Activity – Your answer should consist only of the lines below from the one with "the marble top." through the one with "the marble veining.", copied exactly.
• • • •
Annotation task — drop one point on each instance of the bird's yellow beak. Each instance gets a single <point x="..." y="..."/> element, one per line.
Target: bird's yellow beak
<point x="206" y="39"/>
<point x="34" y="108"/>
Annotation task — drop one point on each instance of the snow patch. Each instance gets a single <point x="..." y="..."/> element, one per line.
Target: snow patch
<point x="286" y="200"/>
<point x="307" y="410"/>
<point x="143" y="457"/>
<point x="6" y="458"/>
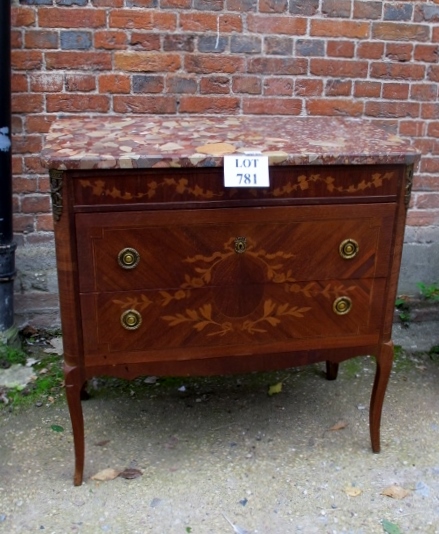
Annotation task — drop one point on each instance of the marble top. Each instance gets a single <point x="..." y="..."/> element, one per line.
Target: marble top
<point x="203" y="141"/>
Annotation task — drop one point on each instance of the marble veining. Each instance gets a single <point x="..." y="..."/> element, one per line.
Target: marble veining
<point x="203" y="141"/>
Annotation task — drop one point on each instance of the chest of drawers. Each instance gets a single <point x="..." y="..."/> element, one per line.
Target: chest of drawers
<point x="163" y="270"/>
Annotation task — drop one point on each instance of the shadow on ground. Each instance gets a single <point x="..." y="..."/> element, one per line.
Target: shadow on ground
<point x="220" y="455"/>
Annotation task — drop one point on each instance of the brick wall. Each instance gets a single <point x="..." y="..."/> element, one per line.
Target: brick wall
<point x="372" y="59"/>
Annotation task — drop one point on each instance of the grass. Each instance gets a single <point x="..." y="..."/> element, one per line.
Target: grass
<point x="46" y="385"/>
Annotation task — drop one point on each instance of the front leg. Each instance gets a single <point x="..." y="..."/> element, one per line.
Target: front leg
<point x="74" y="382"/>
<point x="384" y="361"/>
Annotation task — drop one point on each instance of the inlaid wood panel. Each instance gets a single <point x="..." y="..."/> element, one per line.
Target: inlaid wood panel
<point x="182" y="250"/>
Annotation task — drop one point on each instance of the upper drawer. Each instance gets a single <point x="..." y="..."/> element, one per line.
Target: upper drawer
<point x="198" y="186"/>
<point x="185" y="249"/>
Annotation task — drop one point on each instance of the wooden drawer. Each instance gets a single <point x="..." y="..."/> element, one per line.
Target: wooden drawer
<point x="185" y="249"/>
<point x="200" y="186"/>
<point x="279" y="317"/>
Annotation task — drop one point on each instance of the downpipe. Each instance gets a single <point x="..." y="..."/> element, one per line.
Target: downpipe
<point x="8" y="332"/>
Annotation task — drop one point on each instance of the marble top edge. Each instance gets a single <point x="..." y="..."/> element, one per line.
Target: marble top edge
<point x="203" y="141"/>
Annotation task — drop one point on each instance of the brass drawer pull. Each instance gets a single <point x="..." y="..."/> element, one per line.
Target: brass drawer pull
<point x="342" y="305"/>
<point x="348" y="249"/>
<point x="128" y="258"/>
<point x="131" y="319"/>
<point x="240" y="245"/>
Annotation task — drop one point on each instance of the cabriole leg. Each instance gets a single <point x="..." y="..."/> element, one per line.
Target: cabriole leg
<point x="384" y="361"/>
<point x="74" y="385"/>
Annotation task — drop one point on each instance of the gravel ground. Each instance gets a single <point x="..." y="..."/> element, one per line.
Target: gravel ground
<point x="223" y="456"/>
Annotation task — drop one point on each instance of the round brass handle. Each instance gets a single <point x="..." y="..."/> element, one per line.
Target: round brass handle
<point x="240" y="245"/>
<point x="128" y="258"/>
<point x="342" y="305"/>
<point x="348" y="249"/>
<point x="131" y="319"/>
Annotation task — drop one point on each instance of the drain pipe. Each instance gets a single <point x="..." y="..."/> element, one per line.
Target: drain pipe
<point x="7" y="246"/>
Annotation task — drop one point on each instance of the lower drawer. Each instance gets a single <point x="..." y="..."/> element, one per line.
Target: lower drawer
<point x="237" y="318"/>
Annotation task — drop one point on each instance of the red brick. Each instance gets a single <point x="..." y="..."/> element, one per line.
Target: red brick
<point x="17" y="164"/>
<point x="27" y="184"/>
<point x="44" y="223"/>
<point x="175" y="4"/>
<point x="39" y="123"/>
<point x="32" y="165"/>
<point x="272" y="106"/>
<point x="333" y="28"/>
<point x="396" y="91"/>
<point x="433" y="129"/>
<point x="23" y="223"/>
<point x="425" y="92"/>
<point x="205" y="22"/>
<point x="17" y="124"/>
<point x="73" y="103"/>
<point x="430" y="165"/>
<point x="145" y="41"/>
<point x="211" y="64"/>
<point x="215" y="85"/>
<point x="427" y="201"/>
<point x="107" y="3"/>
<point x="278" y="66"/>
<point x="278" y="87"/>
<point x="80" y="82"/>
<point x="22" y="16"/>
<point x="41" y="39"/>
<point x="402" y="31"/>
<point x="370" y="50"/>
<point x="433" y="73"/>
<point x="392" y="109"/>
<point x="399" y="51"/>
<point x="46" y="82"/>
<point x="430" y="111"/>
<point x="27" y="103"/>
<point x="338" y="68"/>
<point x="26" y="59"/>
<point x="412" y="128"/>
<point x="308" y="87"/>
<point x="110" y="40"/>
<point x="114" y="83"/>
<point x="364" y="89"/>
<point x="59" y="17"/>
<point x="19" y="83"/>
<point x="427" y="53"/>
<point x="144" y="104"/>
<point x="78" y="60"/>
<point x="367" y="10"/>
<point x="340" y="48"/>
<point x="35" y="203"/>
<point x="276" y="24"/>
<point x="16" y="39"/>
<point x="24" y="144"/>
<point x="128" y="19"/>
<point x="247" y="84"/>
<point x="44" y="183"/>
<point x="146" y="62"/>
<point x="211" y="104"/>
<point x="273" y="6"/>
<point x="393" y="71"/>
<point x="338" y="87"/>
<point x="340" y="107"/>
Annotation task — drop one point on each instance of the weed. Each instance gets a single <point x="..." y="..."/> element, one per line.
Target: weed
<point x="429" y="292"/>
<point x="403" y="308"/>
<point x="45" y="387"/>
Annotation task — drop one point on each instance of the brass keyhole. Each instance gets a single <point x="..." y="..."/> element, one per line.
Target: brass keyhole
<point x="131" y="319"/>
<point x="240" y="245"/>
<point x="128" y="258"/>
<point x="349" y="249"/>
<point x="342" y="305"/>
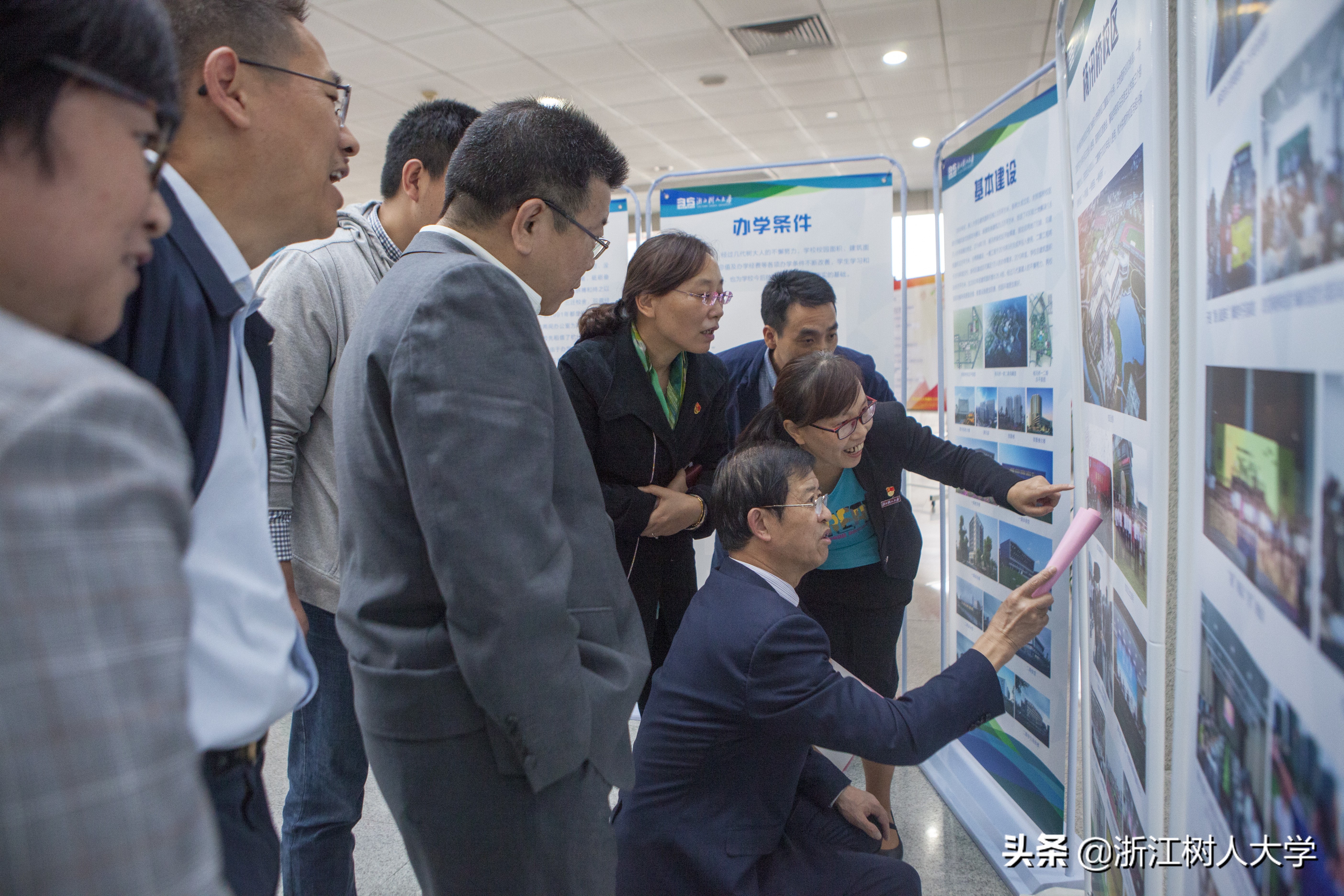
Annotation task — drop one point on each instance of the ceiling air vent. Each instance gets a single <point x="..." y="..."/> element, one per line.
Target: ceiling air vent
<point x="780" y="37"/>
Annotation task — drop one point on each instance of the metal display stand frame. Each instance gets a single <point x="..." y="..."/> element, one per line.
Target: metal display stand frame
<point x="905" y="297"/>
<point x="955" y="773"/>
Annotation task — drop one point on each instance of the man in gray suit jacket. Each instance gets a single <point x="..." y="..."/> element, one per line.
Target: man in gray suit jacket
<point x="495" y="647"/>
<point x="100" y="782"/>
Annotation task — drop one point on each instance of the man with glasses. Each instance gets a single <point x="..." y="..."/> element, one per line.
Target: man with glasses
<point x="100" y="785"/>
<point x="730" y="796"/>
<point x="253" y="168"/>
<point x="495" y="648"/>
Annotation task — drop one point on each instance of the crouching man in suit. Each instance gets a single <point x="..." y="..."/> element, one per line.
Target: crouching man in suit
<point x="730" y="797"/>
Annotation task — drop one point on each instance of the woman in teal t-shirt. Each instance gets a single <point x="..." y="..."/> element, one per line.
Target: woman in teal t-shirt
<point x="861" y="449"/>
• • • •
Output for this task –
Annotation task — drop one point on each instance of the marble top. Each instance gets a single <point x="..." y="..."/> element, one per line.
Target: marble top
<point x="203" y="141"/>
Annotation task — drop one point on each instance of the marble veining. Each instance gets a single <point x="..." y="..."/> element, one per line.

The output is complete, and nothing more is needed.